§ Challenge
Rewrite the material below so that "with a single space between them" becomes "separated by a single space" wherever it occurs, and keep every other word the same.

§ Exercise inputs

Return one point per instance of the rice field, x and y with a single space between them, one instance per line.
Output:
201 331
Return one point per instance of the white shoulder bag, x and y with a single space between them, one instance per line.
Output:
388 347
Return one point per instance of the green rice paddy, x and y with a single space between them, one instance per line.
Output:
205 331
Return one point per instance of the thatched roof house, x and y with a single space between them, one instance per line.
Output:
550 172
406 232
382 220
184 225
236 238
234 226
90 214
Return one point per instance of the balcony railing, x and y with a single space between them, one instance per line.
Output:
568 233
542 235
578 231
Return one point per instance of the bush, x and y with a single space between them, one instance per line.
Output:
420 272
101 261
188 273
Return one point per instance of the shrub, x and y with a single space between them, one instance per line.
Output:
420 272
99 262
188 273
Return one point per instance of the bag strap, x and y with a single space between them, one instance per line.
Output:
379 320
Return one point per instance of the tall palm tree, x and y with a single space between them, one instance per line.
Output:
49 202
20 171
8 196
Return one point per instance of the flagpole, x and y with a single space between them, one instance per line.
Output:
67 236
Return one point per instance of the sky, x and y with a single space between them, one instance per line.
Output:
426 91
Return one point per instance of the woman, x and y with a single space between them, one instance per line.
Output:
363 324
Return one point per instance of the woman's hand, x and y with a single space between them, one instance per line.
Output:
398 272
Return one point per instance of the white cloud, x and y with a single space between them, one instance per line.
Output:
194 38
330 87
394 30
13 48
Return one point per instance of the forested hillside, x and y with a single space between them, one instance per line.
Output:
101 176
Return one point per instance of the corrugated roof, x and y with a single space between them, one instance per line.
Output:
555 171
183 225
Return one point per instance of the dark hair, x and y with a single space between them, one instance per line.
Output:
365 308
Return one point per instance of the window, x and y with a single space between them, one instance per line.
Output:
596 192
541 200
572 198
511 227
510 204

§ Response to the exercise
Return one point per instance of the rice field, x and y separated by a single space, one instance per line.
Output:
201 331
Return one point per instance of the white shoulder bag, x and y separated by a single space, one instance per line.
Output:
388 347
Return one point per instance of the green rice paddy, x and y separated by a single space, one instance per line.
Output:
205 331
Return one point per instance of the thatched roof house, x and y separated by a single space, one instance per line.
Output:
550 172
406 232
382 220
184 225
236 238
234 226
90 214
Return one point per instance of the balcony railing, x and y separated by a single space, one instance per line.
Output:
568 233
542 235
578 231
Return one point per instance of the bush, x and y separated by a single space, one instance per line.
Output:
420 272
101 261
188 273
Return one point per instance of the shrub, x and y separated by a single space, one instance per line.
Output:
420 272
99 262
188 273
Return one point per instance of the bag strap, x and y separated by a single space, one instance per line.
Output:
379 320
Return one point per instance of the tall palm tree, x and y separated by a single space, one instance per line.
Output:
49 202
20 171
8 196
Return one point per instance of the flagpole, x and y separated by a single space, one instance per line.
Output:
67 236
Return one point per instance of the sky, x and y separated by a single space, one instance per line.
Output:
426 91
Return one point per instance of the woman, x and y separated by a single space, one instance per line.
Output:
363 324
Return one point per instance of the woman's hand, x and y separated by a single space, one instance per line.
Output:
398 272
Return one point per instance of the white cloud, x and y separated by a single space, one instance per line.
Output:
194 38
330 87
394 30
13 48
Return one point per instance of the forested hillside, x and y separated by a single space, one instance per line.
Output:
101 176
Return one point per instance of the corrugated roof, x and y separated by a single space, one instance per line.
Output:
555 171
183 225
Return one point per instance of the dark hair, x and y separated by a single space, one instance per line.
Output:
365 308
Return one point per instance of the window, x and y separated by a single space, one instance per line.
Output:
596 192
541 200
572 198
511 227
510 204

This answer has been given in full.